■ **RECORD EXCERPTS**:
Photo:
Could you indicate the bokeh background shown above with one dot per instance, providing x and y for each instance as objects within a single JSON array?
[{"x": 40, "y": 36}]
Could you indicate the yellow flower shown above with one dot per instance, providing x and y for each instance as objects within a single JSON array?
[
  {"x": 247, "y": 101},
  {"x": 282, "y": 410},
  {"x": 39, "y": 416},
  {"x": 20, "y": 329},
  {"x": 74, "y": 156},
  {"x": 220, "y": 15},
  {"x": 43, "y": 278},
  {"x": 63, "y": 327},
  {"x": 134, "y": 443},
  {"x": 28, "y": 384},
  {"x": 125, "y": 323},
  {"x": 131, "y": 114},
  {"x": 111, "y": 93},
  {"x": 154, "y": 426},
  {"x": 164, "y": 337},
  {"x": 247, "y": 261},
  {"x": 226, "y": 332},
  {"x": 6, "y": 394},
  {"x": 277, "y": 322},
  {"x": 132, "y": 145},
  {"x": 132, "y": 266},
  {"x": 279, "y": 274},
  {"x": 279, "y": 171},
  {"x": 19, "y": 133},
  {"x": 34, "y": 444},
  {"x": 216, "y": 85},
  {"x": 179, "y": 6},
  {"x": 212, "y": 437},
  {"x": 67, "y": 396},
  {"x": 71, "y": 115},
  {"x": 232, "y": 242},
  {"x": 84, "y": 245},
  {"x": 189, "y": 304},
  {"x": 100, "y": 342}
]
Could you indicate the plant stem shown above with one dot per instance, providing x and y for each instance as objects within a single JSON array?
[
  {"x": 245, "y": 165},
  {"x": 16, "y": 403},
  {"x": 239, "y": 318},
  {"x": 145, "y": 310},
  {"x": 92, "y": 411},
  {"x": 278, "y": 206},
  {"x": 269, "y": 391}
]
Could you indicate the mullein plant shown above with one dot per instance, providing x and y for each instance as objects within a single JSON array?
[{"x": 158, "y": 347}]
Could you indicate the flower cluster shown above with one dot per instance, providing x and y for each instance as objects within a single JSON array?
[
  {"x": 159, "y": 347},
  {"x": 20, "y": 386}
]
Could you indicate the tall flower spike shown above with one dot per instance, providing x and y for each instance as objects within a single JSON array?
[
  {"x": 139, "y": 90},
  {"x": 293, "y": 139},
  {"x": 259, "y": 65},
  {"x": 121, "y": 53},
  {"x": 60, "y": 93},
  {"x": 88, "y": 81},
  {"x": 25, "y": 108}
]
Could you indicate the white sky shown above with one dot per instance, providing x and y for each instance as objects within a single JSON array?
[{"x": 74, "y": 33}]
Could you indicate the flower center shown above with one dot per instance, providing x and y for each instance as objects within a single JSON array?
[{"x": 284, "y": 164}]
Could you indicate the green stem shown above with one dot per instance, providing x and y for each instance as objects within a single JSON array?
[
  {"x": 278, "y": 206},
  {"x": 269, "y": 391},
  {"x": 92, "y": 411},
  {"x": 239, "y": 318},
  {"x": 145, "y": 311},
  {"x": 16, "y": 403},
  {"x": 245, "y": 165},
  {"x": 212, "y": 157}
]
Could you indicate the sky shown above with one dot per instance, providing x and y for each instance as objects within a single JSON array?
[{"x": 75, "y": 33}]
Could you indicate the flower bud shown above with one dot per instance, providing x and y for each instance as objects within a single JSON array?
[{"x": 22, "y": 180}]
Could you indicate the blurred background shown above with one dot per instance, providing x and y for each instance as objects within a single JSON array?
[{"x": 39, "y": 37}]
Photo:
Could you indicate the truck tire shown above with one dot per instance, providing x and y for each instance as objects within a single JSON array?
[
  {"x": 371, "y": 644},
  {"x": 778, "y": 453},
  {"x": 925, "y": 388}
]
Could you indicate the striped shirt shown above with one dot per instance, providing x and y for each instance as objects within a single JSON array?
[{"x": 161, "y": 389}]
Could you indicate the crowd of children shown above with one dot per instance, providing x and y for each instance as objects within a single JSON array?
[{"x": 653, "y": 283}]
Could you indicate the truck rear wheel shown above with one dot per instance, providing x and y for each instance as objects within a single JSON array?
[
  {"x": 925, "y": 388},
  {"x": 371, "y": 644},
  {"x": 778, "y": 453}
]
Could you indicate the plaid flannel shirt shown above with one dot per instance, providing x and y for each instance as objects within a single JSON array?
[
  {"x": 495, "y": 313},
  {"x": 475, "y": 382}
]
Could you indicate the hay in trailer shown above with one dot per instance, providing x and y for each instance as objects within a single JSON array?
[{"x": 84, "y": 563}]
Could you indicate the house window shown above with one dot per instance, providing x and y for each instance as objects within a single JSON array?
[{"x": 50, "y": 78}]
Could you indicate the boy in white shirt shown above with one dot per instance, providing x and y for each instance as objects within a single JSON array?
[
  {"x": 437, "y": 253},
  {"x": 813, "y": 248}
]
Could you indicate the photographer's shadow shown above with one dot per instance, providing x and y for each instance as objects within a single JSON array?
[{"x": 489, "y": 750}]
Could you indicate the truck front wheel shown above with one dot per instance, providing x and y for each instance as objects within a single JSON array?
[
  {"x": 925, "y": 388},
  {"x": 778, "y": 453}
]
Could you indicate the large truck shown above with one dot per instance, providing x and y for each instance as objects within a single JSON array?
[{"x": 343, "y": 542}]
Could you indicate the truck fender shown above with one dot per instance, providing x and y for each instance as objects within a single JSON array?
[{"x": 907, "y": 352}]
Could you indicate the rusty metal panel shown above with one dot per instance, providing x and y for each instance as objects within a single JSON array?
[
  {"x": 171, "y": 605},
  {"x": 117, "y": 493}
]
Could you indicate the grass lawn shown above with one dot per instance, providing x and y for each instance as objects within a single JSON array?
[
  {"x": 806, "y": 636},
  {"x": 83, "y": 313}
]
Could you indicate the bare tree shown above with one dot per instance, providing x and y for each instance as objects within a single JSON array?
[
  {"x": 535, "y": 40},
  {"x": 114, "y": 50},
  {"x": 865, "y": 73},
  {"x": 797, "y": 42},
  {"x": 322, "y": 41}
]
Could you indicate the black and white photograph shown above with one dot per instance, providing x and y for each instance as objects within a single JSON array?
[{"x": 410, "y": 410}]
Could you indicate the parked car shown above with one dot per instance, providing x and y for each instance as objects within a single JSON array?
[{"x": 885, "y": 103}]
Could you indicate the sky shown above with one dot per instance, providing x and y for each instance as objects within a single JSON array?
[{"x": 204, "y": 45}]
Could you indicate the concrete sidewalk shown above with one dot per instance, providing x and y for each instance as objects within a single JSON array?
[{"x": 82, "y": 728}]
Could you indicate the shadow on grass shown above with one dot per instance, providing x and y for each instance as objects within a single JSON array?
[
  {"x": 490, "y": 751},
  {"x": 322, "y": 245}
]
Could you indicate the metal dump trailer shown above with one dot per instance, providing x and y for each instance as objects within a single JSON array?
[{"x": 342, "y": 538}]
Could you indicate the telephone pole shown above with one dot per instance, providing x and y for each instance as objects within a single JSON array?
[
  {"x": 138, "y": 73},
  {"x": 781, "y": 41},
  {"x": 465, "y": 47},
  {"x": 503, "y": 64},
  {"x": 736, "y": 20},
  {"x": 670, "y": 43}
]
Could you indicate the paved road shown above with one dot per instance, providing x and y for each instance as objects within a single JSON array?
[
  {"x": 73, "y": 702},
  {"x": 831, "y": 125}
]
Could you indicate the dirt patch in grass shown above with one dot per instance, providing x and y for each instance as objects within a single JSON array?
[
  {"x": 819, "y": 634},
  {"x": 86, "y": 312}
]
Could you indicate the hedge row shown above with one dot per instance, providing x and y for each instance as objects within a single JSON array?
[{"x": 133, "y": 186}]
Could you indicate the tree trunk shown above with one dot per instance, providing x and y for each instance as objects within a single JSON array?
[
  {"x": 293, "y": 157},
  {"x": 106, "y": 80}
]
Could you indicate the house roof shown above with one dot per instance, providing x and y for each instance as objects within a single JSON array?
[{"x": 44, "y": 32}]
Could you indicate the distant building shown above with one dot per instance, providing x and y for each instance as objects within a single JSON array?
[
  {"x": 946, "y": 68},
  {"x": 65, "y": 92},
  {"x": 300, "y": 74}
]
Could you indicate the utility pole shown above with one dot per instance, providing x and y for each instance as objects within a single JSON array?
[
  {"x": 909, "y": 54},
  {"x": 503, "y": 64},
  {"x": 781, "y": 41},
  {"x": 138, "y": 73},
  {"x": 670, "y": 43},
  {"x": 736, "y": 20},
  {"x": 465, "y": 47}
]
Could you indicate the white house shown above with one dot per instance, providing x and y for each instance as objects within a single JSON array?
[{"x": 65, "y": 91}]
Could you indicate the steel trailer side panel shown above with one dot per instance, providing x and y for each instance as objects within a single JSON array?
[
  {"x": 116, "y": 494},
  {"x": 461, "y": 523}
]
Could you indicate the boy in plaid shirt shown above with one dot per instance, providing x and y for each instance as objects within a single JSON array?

■ **STATED PROBLEM**: Starting with the line that contains "Could you indicate the utility", return each line through the last one of the data above, exactly as written and nothing more.

■ **RESULT OF THIS TASK**:
Could you indicate the utility pole shown above with one dot per instance, providing x and y for each instance as objects within a single JSON array?
[
  {"x": 909, "y": 54},
  {"x": 503, "y": 64},
  {"x": 781, "y": 41},
  {"x": 138, "y": 73},
  {"x": 670, "y": 43},
  {"x": 736, "y": 20},
  {"x": 465, "y": 47}
]
Could you indicate the white house shown above with one dot per instance, providing x and y for each instance as objects within a single JSON array?
[{"x": 65, "y": 91}]
Could you indicate the steel trailer side panel shown above with one dot per instance, providing x and y for each instance as objects within a single JSON array?
[
  {"x": 116, "y": 494},
  {"x": 461, "y": 523}
]
Could you indicate the boy in plaid shirt shown above with one dot per instance, providing x and y for each instance as objects within a single JSON array?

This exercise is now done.